#### SOURCE DOCUMENT
Kubernetes Network Policies Cut Egress Bills, Not Just Attack Surface

Most teams add NetworkPolicy to their Kubernetes clusters for security reasons. They want microsegmentation. They want blast radius control. Cost is not part of the conversation.

That is a mistake. Unrestricted pod egress is a direct line to NAT Gateway data processing charges, cross-AZ transfer fees, and surprise line items on your AWS bill. NetworkPolicy is both a security control and a cost control. Teams that treat it as only one of those leave real money on the table.

The NAT Gateway Tax Nobody Talks About

AWS charges $0.045 per GB for every byte that passes through a NAT Gateway. That is on top of $0.045 per hour just to keep the gateway running: $32.40/month before a single byte of traffic.

In a cluster without egress NetworkPolicy, every pod that makes an outbound call to an external API, package registry, or telemetry endpoint runs that traffic through NAT. A cluster with 50 workloads, each pulling 100 MB of dependency updates daily, generates 150 GB/month of NAT-processed data. At $0.045/GB, that is $6.75/month on updates alone. Add application telemetry, health check pings to external endpoints, and log shipping, and that number climbs fast.
########
TO-DO LIST
a: According to the Kubernetes egress article, which charges does unrestricted pod egress lead directly to?
b: Carry on the Kubernetes egress article from the point where it stops.
#### STORED ROWS
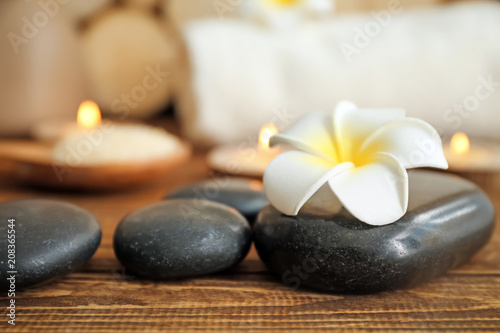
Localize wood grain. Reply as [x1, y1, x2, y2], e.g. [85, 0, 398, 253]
[0, 154, 500, 333]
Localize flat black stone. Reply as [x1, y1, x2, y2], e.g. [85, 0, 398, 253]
[0, 200, 101, 290]
[254, 171, 495, 293]
[114, 199, 252, 279]
[166, 177, 269, 223]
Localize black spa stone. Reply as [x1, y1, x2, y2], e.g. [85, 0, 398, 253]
[254, 171, 495, 293]
[166, 177, 269, 223]
[0, 200, 101, 291]
[114, 199, 252, 279]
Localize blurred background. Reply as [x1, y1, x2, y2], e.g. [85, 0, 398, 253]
[0, 0, 500, 146]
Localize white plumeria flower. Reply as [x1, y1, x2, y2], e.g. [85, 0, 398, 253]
[264, 102, 448, 225]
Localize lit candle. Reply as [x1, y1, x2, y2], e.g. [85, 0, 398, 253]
[52, 101, 186, 167]
[443, 133, 500, 172]
[207, 124, 285, 177]
[31, 101, 101, 143]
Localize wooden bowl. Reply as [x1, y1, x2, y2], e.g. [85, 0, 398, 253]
[0, 141, 192, 190]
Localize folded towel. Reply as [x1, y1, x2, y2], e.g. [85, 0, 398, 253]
[179, 2, 500, 145]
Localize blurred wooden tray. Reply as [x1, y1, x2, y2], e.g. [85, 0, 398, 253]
[0, 141, 192, 190]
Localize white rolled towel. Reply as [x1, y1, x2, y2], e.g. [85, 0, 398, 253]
[180, 2, 500, 144]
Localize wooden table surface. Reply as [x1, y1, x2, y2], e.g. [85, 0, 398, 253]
[0, 155, 500, 333]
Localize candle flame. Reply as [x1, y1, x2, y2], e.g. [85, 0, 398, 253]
[77, 101, 101, 129]
[450, 133, 470, 155]
[259, 124, 278, 150]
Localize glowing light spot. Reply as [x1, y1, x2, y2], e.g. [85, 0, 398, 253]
[76, 101, 101, 129]
[259, 124, 278, 150]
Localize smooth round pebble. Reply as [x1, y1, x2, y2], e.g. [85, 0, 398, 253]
[254, 171, 495, 293]
[166, 177, 269, 223]
[114, 199, 252, 279]
[0, 200, 101, 290]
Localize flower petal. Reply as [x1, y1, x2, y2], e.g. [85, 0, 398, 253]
[360, 118, 448, 169]
[328, 153, 408, 225]
[269, 112, 338, 163]
[264, 151, 354, 215]
[333, 101, 406, 161]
########
RESULTS BY TASK
a:
- NAT Gateway data processing charges
- Cross-AZ transfer fees
- Surprise line items on your AWS bill

b:
The real compounding happens at scale. Teams deploy new workloads each sprint. Each workload gets a default-open pod spec. Nobody audits what it calls externally. Six months later, NAT Gateway data processing is a $400/month line item that nobody owns.

Cross-AZ traffic compounds the problem further. AWS charges $0.01 per GB in each direction for data crossing availability zones. A pod in us-east-1a calling a service deployed in us-east-1b pays $0.02/GB round-trip. Without topology-aware routing and without NetworkPolicy guiding traffic to local endpoints, that charge accumulates invisibly alongside the NAT costs.

Why Kubernetes Defaults Are Wide Open

Kubernetes ships with a default-allow networking model. Every pod can reach every other pod and every external endpoint unless something explicitly restricts it. That is not a bug. It is a deliberate design choice to make getting started easy. But “easy to start” and “safe to run at scale” are different requirements.

NetworkPolicy objects define ingress and egress rules for pods. They are namespace-scoped, and they only take effect when your CNI plugin supports enforcement. This is the part most documentation glosses over: the policy object is not enough. You need a policy-aware CNI.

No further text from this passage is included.